(Box-labeled dataset extracts)
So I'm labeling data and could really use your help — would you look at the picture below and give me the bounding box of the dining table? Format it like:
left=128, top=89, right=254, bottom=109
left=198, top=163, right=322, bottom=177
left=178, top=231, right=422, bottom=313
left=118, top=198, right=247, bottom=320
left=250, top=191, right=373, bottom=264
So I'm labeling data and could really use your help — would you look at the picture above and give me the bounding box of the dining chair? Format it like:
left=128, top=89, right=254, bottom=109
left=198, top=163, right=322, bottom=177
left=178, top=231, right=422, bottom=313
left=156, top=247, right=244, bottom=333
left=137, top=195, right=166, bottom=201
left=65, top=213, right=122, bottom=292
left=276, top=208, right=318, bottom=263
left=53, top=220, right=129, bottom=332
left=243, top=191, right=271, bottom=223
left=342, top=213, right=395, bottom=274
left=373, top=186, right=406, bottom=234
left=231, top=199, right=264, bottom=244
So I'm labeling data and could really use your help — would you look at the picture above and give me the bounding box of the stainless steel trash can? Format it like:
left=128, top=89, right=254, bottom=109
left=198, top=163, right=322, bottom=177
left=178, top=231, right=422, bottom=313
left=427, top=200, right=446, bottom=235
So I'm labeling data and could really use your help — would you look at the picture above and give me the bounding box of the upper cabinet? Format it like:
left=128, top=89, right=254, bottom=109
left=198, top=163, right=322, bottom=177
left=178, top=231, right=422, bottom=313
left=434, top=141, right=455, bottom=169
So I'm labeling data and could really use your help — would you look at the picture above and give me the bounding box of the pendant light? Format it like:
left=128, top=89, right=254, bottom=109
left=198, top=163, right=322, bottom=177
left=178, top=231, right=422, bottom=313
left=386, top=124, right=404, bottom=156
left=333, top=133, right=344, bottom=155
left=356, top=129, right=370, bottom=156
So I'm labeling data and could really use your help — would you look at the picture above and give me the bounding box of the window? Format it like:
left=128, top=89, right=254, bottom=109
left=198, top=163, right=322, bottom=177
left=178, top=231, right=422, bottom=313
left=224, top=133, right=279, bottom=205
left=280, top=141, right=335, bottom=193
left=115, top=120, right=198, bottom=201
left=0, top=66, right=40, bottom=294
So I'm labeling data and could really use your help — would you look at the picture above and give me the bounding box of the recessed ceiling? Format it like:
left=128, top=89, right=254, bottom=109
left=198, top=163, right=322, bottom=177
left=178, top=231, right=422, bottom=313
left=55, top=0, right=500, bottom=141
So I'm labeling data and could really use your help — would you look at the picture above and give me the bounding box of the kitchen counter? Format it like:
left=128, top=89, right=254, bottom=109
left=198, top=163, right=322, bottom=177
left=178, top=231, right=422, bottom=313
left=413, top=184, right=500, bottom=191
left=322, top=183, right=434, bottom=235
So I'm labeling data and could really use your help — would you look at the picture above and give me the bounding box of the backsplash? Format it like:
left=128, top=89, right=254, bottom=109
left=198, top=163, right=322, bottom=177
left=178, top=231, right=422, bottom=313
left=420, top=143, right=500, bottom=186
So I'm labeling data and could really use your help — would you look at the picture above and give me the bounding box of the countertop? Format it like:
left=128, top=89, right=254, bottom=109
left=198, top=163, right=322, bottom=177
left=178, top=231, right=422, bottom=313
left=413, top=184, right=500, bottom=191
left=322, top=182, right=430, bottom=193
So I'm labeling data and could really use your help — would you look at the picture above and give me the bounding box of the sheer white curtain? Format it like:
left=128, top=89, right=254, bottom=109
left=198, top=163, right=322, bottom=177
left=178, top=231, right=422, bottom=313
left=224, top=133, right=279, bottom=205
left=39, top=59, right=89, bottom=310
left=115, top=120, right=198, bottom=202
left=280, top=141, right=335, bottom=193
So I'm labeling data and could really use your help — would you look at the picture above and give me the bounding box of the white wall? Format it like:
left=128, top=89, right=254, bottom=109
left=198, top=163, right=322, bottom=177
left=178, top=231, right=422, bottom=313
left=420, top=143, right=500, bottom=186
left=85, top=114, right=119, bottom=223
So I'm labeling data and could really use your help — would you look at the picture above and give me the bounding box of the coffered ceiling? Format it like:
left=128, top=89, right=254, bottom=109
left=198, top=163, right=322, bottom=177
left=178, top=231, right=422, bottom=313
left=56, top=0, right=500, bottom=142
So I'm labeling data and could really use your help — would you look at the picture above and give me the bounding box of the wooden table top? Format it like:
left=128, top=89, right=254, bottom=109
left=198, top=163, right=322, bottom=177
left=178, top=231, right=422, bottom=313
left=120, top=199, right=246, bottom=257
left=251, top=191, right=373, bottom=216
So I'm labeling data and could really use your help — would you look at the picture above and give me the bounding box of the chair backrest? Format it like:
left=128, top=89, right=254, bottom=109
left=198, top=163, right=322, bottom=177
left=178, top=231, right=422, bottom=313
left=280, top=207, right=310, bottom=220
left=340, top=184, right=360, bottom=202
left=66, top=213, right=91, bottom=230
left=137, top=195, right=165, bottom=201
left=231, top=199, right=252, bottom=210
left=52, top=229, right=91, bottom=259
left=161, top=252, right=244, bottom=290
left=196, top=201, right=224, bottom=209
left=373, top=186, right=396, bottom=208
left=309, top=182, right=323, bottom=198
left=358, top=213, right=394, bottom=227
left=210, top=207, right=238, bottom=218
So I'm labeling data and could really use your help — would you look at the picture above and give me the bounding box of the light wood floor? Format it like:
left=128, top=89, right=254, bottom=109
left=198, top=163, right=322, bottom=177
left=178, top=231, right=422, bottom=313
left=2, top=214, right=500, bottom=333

▶ _WHAT THE TASK ASKS_
Reproduce every line of the material above without changing anything.

▶ _SOLUTION FOR THIS TASK_
So I'm labeling data and could really use your help — would you look at the picture below and give me the bounding box of the dining table? Format it like:
left=128, top=89, right=254, bottom=109
left=198, top=163, right=322, bottom=177
left=178, top=231, right=422, bottom=313
left=118, top=198, right=247, bottom=320
left=250, top=191, right=373, bottom=264
So I'm labeling data and could really use your help — would you look at the picture above and give me the bounding box of the dining chair? Format it like:
left=128, top=89, right=254, bottom=109
left=198, top=163, right=322, bottom=177
left=178, top=231, right=422, bottom=313
left=156, top=247, right=244, bottom=333
left=137, top=195, right=166, bottom=201
left=65, top=213, right=122, bottom=292
left=276, top=208, right=318, bottom=263
left=53, top=220, right=129, bottom=332
left=243, top=191, right=271, bottom=223
left=342, top=213, right=395, bottom=274
left=373, top=186, right=406, bottom=234
left=231, top=199, right=264, bottom=244
So I'm labeling data and could really use your help — would you look at the picture above and give me the bounding box of the stainless steel trash can? Format it like:
left=128, top=89, right=254, bottom=109
left=198, top=163, right=322, bottom=177
left=178, top=231, right=422, bottom=313
left=427, top=200, right=446, bottom=235
So I'm labeling data and could really use your help — would you look at the picture above and give me the bounding box of the upper cabinet? Format it like:
left=128, top=89, right=254, bottom=109
left=198, top=163, right=322, bottom=177
left=178, top=231, right=422, bottom=313
left=434, top=141, right=455, bottom=169
So I'm labeling data and could really use your help — would you look at the picture above and give me the bounding box of the pendant light? Format it like:
left=128, top=89, right=254, bottom=109
left=198, top=163, right=322, bottom=177
left=178, top=231, right=422, bottom=313
left=386, top=124, right=404, bottom=156
left=333, top=133, right=344, bottom=155
left=356, top=129, right=370, bottom=156
So I'm labeling data and could really use your help — would you look at the picture above and give me the bounding box of the window? Format it like:
left=128, top=89, right=254, bottom=109
left=198, top=163, right=322, bottom=177
left=178, top=231, right=422, bottom=313
left=224, top=133, right=279, bottom=205
left=280, top=141, right=335, bottom=193
left=115, top=120, right=198, bottom=201
left=0, top=66, right=40, bottom=294
So I'm labeling data and could really use your help — would you look at the picture above and give me the bounding box of the recessed ceiling? Format it like:
left=128, top=89, right=254, bottom=109
left=198, top=163, right=322, bottom=177
left=178, top=231, right=422, bottom=313
left=55, top=0, right=500, bottom=141
So I'm labeling data and could really use your help — would you look at the picture above and give me the bounding box of the kitchen counter? Format it like:
left=128, top=89, right=254, bottom=109
left=198, top=163, right=322, bottom=177
left=178, top=231, right=422, bottom=313
left=413, top=184, right=500, bottom=191
left=322, top=183, right=434, bottom=235
So I'm labeling data and could really use your help — would you look at the picture above and give me the bounding box of the backsplash? Format it like:
left=128, top=89, right=254, bottom=109
left=198, top=163, right=322, bottom=177
left=178, top=231, right=422, bottom=313
left=420, top=143, right=500, bottom=186
So I'm labeling data and could really use your help — would you look at the picture above and give me the bounding box of the countertop? Format it like:
left=128, top=89, right=254, bottom=109
left=198, top=163, right=322, bottom=177
left=178, top=231, right=422, bottom=313
left=413, top=184, right=500, bottom=191
left=322, top=182, right=430, bottom=193
So I'm labeling data and could really use your help — would you look at the picture above and give me the bounding box of the sheer white curtain? Format it like:
left=128, top=89, right=254, bottom=109
left=198, top=163, right=322, bottom=177
left=178, top=231, right=422, bottom=313
left=224, top=133, right=279, bottom=205
left=39, top=59, right=89, bottom=310
left=115, top=120, right=198, bottom=202
left=280, top=141, right=335, bottom=193
So I'm labeling data and could really use your help — would you look at the picture above and give me the bounding box of the white wall? Format it like:
left=128, top=89, right=254, bottom=109
left=198, top=163, right=322, bottom=177
left=178, top=231, right=422, bottom=313
left=420, top=143, right=500, bottom=186
left=85, top=114, right=119, bottom=223
So I'm labeling data and could really use your help — would you look at the picture above and give me the bounding box of the coffered ceiling? Format it like:
left=128, top=89, right=254, bottom=109
left=198, top=163, right=322, bottom=177
left=178, top=231, right=422, bottom=313
left=56, top=0, right=500, bottom=142
So I'm labeling data and could really use your help — would you look at the picture above and give me the bounding box of the wooden table top? Format it like:
left=128, top=89, right=254, bottom=109
left=198, top=163, right=322, bottom=177
left=178, top=231, right=422, bottom=313
left=120, top=199, right=246, bottom=257
left=251, top=191, right=373, bottom=216
So I'm labeling data and could really use your help — would you look at the picture above and give me the bounding box of the chair backrest? Format it like:
left=128, top=89, right=254, bottom=109
left=198, top=163, right=322, bottom=177
left=178, top=231, right=422, bottom=313
left=280, top=207, right=310, bottom=220
left=340, top=184, right=360, bottom=202
left=66, top=213, right=91, bottom=230
left=137, top=195, right=165, bottom=201
left=231, top=199, right=252, bottom=210
left=52, top=229, right=91, bottom=259
left=161, top=252, right=244, bottom=290
left=196, top=201, right=224, bottom=209
left=373, top=186, right=396, bottom=208
left=309, top=182, right=323, bottom=198
left=358, top=213, right=394, bottom=227
left=210, top=207, right=238, bottom=218
So I'm labeling data and could really use your help — would you look at the picture above and give me the bounding box of the light wood floor? Format it like:
left=128, top=89, right=254, bottom=109
left=198, top=163, right=322, bottom=177
left=178, top=231, right=422, bottom=313
left=2, top=214, right=500, bottom=333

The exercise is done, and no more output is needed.